* **Activity**:
Return, from the data below, each line that contains the word "gravy".

Saved entries:
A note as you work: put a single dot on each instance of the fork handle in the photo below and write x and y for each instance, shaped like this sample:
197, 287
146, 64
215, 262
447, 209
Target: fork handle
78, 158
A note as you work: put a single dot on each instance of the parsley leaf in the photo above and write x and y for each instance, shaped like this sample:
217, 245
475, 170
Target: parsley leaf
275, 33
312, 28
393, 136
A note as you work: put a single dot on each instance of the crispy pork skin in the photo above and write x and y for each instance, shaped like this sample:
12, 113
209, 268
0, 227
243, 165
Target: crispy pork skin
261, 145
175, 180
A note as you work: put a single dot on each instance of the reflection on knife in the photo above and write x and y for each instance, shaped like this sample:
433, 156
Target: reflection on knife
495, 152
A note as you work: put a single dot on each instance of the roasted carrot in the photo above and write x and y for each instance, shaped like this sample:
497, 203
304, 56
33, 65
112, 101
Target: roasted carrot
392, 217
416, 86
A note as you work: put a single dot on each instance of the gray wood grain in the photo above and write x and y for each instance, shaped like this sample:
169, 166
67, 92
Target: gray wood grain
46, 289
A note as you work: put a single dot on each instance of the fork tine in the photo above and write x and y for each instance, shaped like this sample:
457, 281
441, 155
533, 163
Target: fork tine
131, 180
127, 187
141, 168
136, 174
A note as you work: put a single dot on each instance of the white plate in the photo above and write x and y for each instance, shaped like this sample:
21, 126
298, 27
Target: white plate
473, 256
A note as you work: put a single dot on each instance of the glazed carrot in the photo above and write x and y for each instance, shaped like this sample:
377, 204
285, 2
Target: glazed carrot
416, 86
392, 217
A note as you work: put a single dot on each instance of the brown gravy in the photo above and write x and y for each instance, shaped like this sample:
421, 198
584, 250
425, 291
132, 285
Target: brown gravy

* **Exercise result**:
A note as you work: put a single dot on each instance of the brown gravy in the photo above and write x and y for each instance, shaped like this sample:
Target: brown gravy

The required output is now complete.